## What you should do
Copy all the records again, replacing every "Markers" with "Points" and changing nothing else, and leave the pictures out of your answer.

## Data shown
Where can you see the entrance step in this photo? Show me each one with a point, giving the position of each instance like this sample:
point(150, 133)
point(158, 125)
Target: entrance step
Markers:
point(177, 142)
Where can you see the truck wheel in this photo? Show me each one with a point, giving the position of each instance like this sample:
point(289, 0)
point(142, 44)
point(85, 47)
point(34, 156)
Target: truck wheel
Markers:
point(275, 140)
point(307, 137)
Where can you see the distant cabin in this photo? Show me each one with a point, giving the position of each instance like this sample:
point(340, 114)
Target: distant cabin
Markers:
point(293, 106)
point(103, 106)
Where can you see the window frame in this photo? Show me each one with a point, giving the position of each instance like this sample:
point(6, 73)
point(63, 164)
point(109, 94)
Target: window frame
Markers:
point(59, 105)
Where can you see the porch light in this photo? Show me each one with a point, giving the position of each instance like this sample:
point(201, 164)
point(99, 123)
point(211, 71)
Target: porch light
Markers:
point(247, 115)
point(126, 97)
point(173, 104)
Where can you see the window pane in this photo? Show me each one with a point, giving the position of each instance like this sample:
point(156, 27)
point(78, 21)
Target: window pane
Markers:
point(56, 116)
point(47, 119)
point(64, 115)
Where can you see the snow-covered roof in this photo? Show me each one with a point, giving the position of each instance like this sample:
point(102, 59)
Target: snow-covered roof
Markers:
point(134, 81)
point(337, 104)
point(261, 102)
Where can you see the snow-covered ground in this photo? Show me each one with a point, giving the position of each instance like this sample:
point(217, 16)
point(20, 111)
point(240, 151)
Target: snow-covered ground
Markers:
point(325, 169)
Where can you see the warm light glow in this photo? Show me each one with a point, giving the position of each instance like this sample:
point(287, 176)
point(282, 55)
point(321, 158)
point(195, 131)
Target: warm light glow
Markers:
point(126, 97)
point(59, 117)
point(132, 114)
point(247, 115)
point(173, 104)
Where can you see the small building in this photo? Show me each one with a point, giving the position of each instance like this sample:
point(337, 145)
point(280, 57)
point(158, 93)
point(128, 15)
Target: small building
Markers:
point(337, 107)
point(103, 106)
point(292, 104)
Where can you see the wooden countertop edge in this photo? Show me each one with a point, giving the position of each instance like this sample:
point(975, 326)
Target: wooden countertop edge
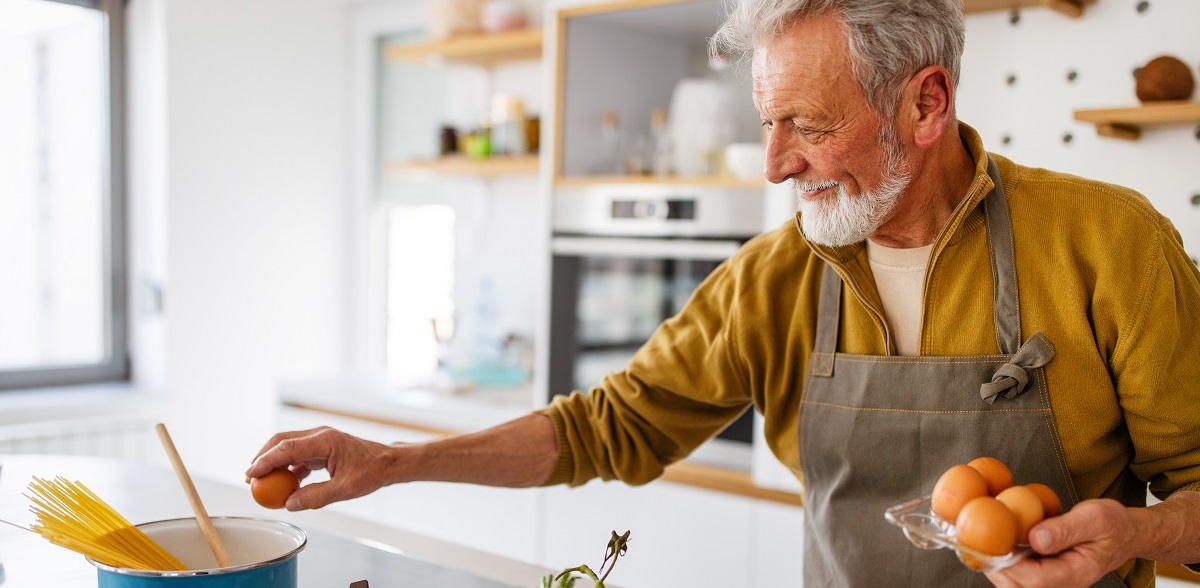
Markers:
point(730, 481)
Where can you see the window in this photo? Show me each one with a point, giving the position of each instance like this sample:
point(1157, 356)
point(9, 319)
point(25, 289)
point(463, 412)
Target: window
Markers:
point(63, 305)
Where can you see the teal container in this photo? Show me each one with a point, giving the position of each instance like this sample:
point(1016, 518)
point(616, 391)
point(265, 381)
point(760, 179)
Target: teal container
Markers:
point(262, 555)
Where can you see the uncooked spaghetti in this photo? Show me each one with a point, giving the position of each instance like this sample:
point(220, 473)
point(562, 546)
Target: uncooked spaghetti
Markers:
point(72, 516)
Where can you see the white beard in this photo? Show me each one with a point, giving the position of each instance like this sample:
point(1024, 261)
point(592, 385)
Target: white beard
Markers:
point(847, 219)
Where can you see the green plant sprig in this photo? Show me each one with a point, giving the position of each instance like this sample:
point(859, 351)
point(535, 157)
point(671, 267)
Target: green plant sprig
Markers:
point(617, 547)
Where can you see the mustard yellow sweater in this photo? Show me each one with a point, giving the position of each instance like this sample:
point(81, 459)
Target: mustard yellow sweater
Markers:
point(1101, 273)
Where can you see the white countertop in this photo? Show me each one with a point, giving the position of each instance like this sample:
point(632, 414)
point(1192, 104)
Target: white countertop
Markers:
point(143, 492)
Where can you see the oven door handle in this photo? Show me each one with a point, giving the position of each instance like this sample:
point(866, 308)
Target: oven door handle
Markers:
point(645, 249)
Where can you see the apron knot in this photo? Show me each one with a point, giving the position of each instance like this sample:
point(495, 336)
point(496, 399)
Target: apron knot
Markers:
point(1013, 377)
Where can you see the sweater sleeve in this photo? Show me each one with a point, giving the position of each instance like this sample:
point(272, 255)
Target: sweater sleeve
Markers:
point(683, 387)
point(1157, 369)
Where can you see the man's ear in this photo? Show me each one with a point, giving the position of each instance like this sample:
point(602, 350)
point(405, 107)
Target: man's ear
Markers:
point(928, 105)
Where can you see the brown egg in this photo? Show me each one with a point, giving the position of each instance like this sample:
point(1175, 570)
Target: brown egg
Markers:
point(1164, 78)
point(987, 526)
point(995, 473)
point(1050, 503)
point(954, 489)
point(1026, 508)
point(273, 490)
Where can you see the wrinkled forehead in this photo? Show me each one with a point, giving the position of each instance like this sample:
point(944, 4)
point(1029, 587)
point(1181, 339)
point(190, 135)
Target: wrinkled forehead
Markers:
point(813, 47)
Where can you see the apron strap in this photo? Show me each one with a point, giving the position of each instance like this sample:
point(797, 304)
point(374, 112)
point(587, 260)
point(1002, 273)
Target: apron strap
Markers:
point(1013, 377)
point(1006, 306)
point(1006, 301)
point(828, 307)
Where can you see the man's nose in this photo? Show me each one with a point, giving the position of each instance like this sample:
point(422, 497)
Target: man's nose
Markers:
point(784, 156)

## Solution for this exercise
Where can you see the entrance step in this photo? Show me each one with a point, giving the position of each instance like this sample:
point(150, 133)
point(158, 125)
Target: entrance step
Points:
point(177, 142)
Where can you see the truck wheel in this photo? Show me each one with a point, giving the position of each instance like this sample:
point(289, 0)
point(142, 44)
point(85, 47)
point(34, 156)
Target: truck wheel
Points:
point(275, 140)
point(307, 137)
Where can you see the distant cabin in this photo? Show me each one with a point, giving the position of each instance like this sample:
point(340, 114)
Target: distant cabin
Points:
point(293, 106)
point(103, 106)
Where can you see the window frame in this photo? Show me each one with a point, giving the position of each instance like this sample:
point(6, 73)
point(63, 164)
point(109, 94)
Target: window frame
Points:
point(59, 105)
Where can you see the porch light in this photo? Show me each one with a point, giving the position of each instance like this sample:
point(201, 164)
point(99, 123)
point(211, 71)
Target: porch light
Points:
point(247, 115)
point(126, 97)
point(173, 104)
Where can you see the window pane in this photo? Show me each one with a point, giving the position of each instance like this sample:
point(156, 27)
point(78, 21)
Target: window pane
Points:
point(56, 116)
point(47, 119)
point(64, 115)
Where can you see the snow-covered roof in this photo? Show me each one with a point, giving the position of each instance like this sample:
point(102, 59)
Target: snow-covered roof
Points:
point(134, 81)
point(337, 104)
point(261, 102)
Where can you see the snow-covered ground in this photo? Show me each one with a point, giving the position of each instance like this sample:
point(217, 16)
point(20, 111)
point(240, 151)
Target: snow-covered ground
Points:
point(325, 169)
Where can you see the warm light glow in this photo? Show me each one with a point, giving the position of each instance like this sample:
point(287, 176)
point(282, 55)
point(321, 158)
point(195, 131)
Target: warm light glow
Points:
point(126, 97)
point(59, 117)
point(132, 114)
point(247, 115)
point(173, 104)
Where can you see the small building in this photo? Show me each one with a point, giving the position of each instance like this sample:
point(337, 145)
point(280, 57)
point(158, 93)
point(128, 15)
Target: small building
Points:
point(337, 107)
point(103, 106)
point(292, 104)
Where can you see the wooden countertop edge in this photo? Show me each one with a point, giving the position of each instance like this sample:
point(975, 326)
Target: wooden countertop edge
Points:
point(730, 481)
Where can you see the window in this photo? Show me each one with a point, giving the position of each instance like this sample:
point(1157, 356)
point(9, 319)
point(25, 289)
point(463, 412)
Target: window
Points:
point(63, 305)
Where can you see the teal container in this photo? Show me each one with a point, giving the position of each instance like this sample:
point(1016, 518)
point(616, 391)
point(265, 381)
point(760, 179)
Target: teal container
Points:
point(262, 555)
Where can you see the uncooked spaghetti in this photo? Show me each one with a point, giving the position of each instance like this sample:
point(220, 473)
point(562, 546)
Target: uncooked spaghetti
Points:
point(72, 516)
Where can you see the white beard in this photo? Show me each one with a point, giving the position of each instance like this sample:
point(1024, 261)
point(592, 385)
Target: white beard
Points:
point(847, 219)
Where can you see the green plant sprig in this photo? Show me each one with a point, giving the position of each instance like this sample:
point(859, 351)
point(535, 157)
point(671, 267)
Target: green plant sprig
Points:
point(617, 547)
Where can you see the mustard yellow sweater in this photo? Show me each one with a point, giving the position of each instance like this sample:
point(81, 459)
Target: mustard yellow sweater
Points:
point(1101, 273)
Where can you see the white countertop in this photo? Show me each one with a point, giving the position of each instance like this sample:
point(632, 414)
point(1192, 104)
Target: white countertop
Points:
point(143, 492)
Where can you see the oven door handle in this photo? Show me each one with a point, giving the position of each instance like this sample:
point(866, 308)
Target: oven door handle
Points:
point(645, 249)
Where can you see the apron knot in this photo? Show me each one with a point, giving the position of each instance like this sample:
point(495, 336)
point(496, 399)
Target: apron knot
Points:
point(1013, 377)
Where can you see the sweater sleeve in this photo? Show me each one with a point, giving the position of each instance like this sample:
point(272, 255)
Target: sweater sleeve
Points:
point(683, 387)
point(1157, 369)
Where can you see the man's ear in this photo? Show me each one with a point, giving the position of each instance like this sample:
point(602, 350)
point(405, 107)
Target: man's ear
Points:
point(928, 105)
Where can you see the brown egg in this photo? Show me each one with a point, giving the position of each instance like this sample:
point(1175, 570)
Target: brown egg
Points:
point(1164, 78)
point(987, 526)
point(995, 473)
point(1050, 503)
point(954, 489)
point(1026, 508)
point(273, 490)
Where can you see the wrinkled forehead in this photo? Show me each one with a point, giving the position of each instance like this sample:
point(944, 4)
point(1029, 587)
point(1181, 339)
point(190, 135)
Target: wrinkled forehead
Points:
point(813, 47)
Where can you see the apron strap in this photo? Show me each one with a point, giving the position of each instance like this sample:
point(797, 304)
point(374, 112)
point(587, 260)
point(1002, 273)
Target: apron strap
Points:
point(1013, 377)
point(1006, 306)
point(1006, 301)
point(828, 307)
Where can you see the man's nose in this photo? Show me each one with a point, giving the position of each instance like this sample:
point(422, 497)
Target: man's nose
Points:
point(784, 156)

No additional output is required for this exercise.